» **SOURCE DOCUMENT**
Storing your research data: who cares? How to do it? Why? A case study using Australian vegetation data


Successful maintenance and accessibility of ecological data enables comprehension of the nature and causes of ecosystem change and makes informed action possible. These days this is accepted. But the reality can be different. While collecting data in the field or from an experiment, you store them on your computer, in a server in your lab, or possibly ‘in the cloud’. When you have published your results, maybe you put a csv file in a repository at the request of a journal (to cover the data discussed), or maybe not, and you move onto the next thing. Not all of the data you worked hard collecting gets published no doubt, but does that mean it is not valuable? If you accessed some pre-existing data, did you find what you needed? Did you give up on some data sources because the data were not digital? Did that mean you missed some valuable information? And even if think you have stored your data well, what happens to your data over time? Interruptions to custodianship, outdated media, lost knowledge, and the continuous evolution of nomenclature makes conservation of environmental data challenging.

I shall use a case-study to illustrate some of the key assumptions often made, the pitfalls of data storage and custodianship, and the risks of technological arrogance. This case study is of the ‘rescue’ of Australian vegetation plot data collated in the 1980s from as far back as the 1880s, its re-rescue in the 2010s, and publication in an open-access repository (or two). The compiled data form an extremely valuable national collection that demanded publishing, or so I and my colleagues thought. I hope that the lessons learnt as we did this work will trigger a sober review of their value, and the importance of suitable and timely archiving, so the initial unique collection investment enables multiple re-use in perpetuity. The fundamental question remains: do we care enough?

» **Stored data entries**
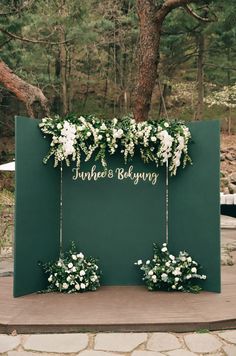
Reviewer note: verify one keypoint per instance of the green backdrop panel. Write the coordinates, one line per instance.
(194, 208)
(114, 219)
(37, 208)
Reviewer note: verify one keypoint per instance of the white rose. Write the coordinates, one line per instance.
(164, 277)
(103, 127)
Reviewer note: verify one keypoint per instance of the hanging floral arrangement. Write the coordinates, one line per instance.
(161, 142)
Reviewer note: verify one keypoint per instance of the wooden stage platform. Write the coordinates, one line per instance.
(119, 309)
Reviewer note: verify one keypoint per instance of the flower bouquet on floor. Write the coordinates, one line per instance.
(73, 272)
(167, 272)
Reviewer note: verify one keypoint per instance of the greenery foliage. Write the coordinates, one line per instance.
(73, 272)
(167, 272)
(83, 56)
(159, 142)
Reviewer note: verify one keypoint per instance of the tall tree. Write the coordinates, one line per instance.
(151, 15)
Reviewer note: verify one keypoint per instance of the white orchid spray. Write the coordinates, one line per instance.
(165, 271)
(160, 142)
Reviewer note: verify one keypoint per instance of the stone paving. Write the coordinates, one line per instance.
(216, 343)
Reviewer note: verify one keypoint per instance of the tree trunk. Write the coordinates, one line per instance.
(25, 92)
(200, 76)
(149, 40)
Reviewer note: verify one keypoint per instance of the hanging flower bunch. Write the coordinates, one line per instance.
(159, 142)
(73, 272)
(167, 272)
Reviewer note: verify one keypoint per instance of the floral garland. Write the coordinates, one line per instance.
(167, 272)
(73, 272)
(159, 142)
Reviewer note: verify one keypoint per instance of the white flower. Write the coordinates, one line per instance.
(177, 272)
(164, 277)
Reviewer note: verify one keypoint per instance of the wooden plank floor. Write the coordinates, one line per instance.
(130, 308)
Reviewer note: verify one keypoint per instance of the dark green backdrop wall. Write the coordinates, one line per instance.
(112, 219)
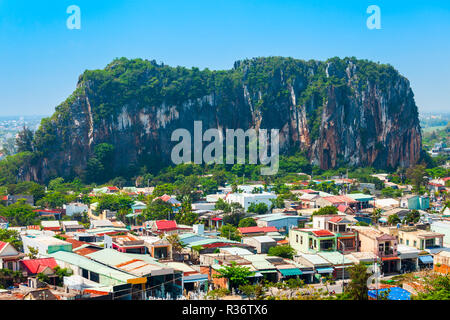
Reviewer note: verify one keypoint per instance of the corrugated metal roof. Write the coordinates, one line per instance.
(335, 257)
(88, 264)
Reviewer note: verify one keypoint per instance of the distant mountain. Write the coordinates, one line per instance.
(340, 111)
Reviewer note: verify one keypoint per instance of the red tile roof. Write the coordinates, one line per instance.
(166, 225)
(322, 233)
(309, 191)
(75, 243)
(35, 266)
(342, 208)
(85, 251)
(340, 199)
(336, 219)
(257, 229)
(2, 245)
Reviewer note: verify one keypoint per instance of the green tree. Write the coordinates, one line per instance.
(13, 237)
(236, 275)
(158, 210)
(20, 214)
(247, 222)
(24, 141)
(393, 219)
(412, 217)
(258, 208)
(357, 288)
(286, 252)
(328, 210)
(230, 232)
(33, 253)
(417, 176)
(437, 287)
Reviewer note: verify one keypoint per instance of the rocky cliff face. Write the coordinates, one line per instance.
(342, 111)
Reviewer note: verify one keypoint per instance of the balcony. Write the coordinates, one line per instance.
(388, 253)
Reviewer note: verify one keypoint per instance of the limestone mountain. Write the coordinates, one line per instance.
(338, 112)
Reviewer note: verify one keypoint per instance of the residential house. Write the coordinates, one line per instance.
(338, 224)
(363, 201)
(75, 208)
(409, 258)
(4, 224)
(32, 267)
(154, 279)
(283, 222)
(9, 257)
(121, 284)
(11, 199)
(262, 244)
(138, 207)
(415, 202)
(52, 225)
(126, 243)
(336, 201)
(381, 244)
(255, 231)
(341, 264)
(101, 224)
(442, 227)
(161, 226)
(312, 240)
(45, 244)
(246, 199)
(40, 294)
(49, 213)
(442, 262)
(321, 266)
(192, 279)
(158, 248)
(71, 226)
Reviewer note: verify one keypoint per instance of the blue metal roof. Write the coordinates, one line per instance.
(324, 270)
(426, 259)
(291, 272)
(396, 293)
(195, 278)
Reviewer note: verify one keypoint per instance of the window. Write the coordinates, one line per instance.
(95, 277)
(85, 273)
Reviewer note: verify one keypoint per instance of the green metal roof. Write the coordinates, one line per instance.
(290, 272)
(360, 196)
(88, 264)
(335, 257)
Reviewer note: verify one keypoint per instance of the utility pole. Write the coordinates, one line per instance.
(343, 262)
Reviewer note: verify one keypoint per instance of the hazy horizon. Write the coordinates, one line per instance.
(43, 58)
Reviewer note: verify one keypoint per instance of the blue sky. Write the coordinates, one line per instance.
(40, 59)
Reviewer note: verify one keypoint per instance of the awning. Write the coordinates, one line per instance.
(268, 271)
(307, 271)
(390, 258)
(257, 275)
(343, 267)
(195, 278)
(325, 270)
(290, 272)
(426, 259)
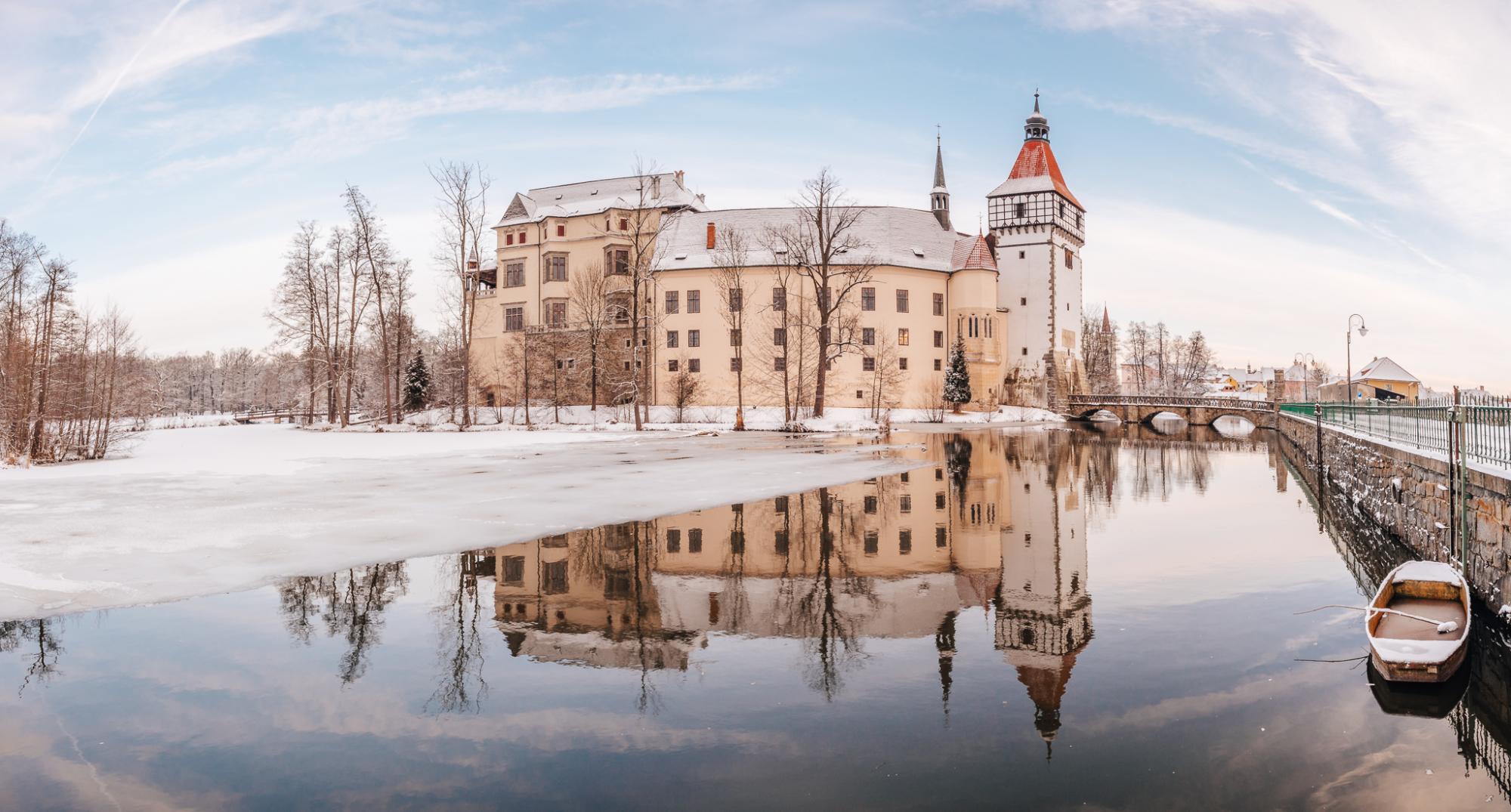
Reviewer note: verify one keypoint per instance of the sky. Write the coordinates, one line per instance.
(1256, 171)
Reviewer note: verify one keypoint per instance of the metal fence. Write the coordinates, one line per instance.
(1486, 421)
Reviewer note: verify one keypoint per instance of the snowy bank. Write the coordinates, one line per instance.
(223, 509)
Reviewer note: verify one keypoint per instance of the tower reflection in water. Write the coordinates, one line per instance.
(992, 521)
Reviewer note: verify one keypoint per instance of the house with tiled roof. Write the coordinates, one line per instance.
(1012, 293)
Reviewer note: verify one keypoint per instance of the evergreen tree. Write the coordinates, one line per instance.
(418, 384)
(957, 379)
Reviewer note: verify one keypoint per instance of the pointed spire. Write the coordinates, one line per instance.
(1036, 127)
(939, 196)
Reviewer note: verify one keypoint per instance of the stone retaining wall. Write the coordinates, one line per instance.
(1407, 494)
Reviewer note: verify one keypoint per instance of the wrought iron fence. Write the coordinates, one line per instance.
(1486, 423)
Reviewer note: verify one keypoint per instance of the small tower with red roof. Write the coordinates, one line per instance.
(1040, 230)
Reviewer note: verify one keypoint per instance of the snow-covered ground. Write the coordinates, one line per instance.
(220, 509)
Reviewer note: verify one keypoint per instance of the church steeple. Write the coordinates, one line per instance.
(939, 196)
(1036, 127)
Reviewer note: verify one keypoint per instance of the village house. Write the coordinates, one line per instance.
(1380, 379)
(1013, 295)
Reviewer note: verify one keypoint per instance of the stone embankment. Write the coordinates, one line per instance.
(1409, 492)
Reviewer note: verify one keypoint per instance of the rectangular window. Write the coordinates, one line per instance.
(514, 570)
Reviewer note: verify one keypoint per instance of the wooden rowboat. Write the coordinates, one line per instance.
(1418, 624)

» **WORK REQUEST 1**
Answer these questions from the essay on storing research data:
(a) While data are being collected, where does the essay say you store them?
(b) In what decade were the Australian vegetation plot data collated?
(c) In what decade were the data re-rescued?
» **WORK REQUEST 2**
Output the part of the essay on storing research data between "I shall use" and "we care enough?", inclusive.
» **WORK REQUEST 3**
Pick up the essay on storing research data where it stops and continue it.

» **RESULT 1**
(a) On your computer, in a server in your lab, or possibly "in the cloud."
(b) The 1980s.
(c) The 2010s.

» **RESULT 2**
I shall use a case-study to illustrate some of the key assumptions often made, the pitfalls of data storage and custodianship, and the risks of technological arrogance. This case study is of the ‘rescue’ of Australian vegetation plot data collated in the 1980s from as far back as the 1880s, its re-rescue in the 2010s, and publication in an open-access repository (or two). The compiled data form an extremely valuable national collection that demanded publishing, or so I and my colleagues thought. I hope that the lessons learnt as we did this work will trigger a sober review of their value, and the importance of suitable and timely archiving, so the initial unique collection investment enables multiple re-use in perpetuity. The fundamental question remains: do we care enough?

» **RESULT 3**
Alison Specht, an honorary fellow of SEES, has a deep interest and expertise in the recording and preserving environmental observations across time and space. While doing her PhD and later her postdoc at this university, she was employed part-time in a project to help collate some archival data with the then Professor of Botany, Prof. Ray Specht. This, together with exposure to large infrastructure projects, such as the International Biological Program (IBP), started her life-long interest in the value of recording and preserving environmental data for future decision-making. After a career as a research academic, she became one of the first appointees to the Terrestrial Ecosystem Research Network ( and more recently was Director of the Centre for the Synthesis and Analysis of Biodiversity (CESAB) in France. In these positions she was able to expand her capabilities in facilitating trans-disciplinary, convergent research between scientists, policy-makers and managers to improve environmental outcomes, and in improving data management and preservation of archival data for effective long-term monitoring.

She established and is a core partner of the International Synthesis Consortium ( and is on the advisory committee of the Canadian Synthesis Centre, CIEE/ICEE and assisted the establishment of the new synthesis centre in Brazil, SINBIOSE. She is a member of several Research Data Alliance working groups. She has been a member of the DataONE ( Usability and Assessment Working Group since its inception in 2010 and is currently a co-leader of a Belmont Forum project, PARSEC, one of three Science-driven e-Infrastructure Innovation projects dedicated to bridging the gaps between environmental scientists and data scientists.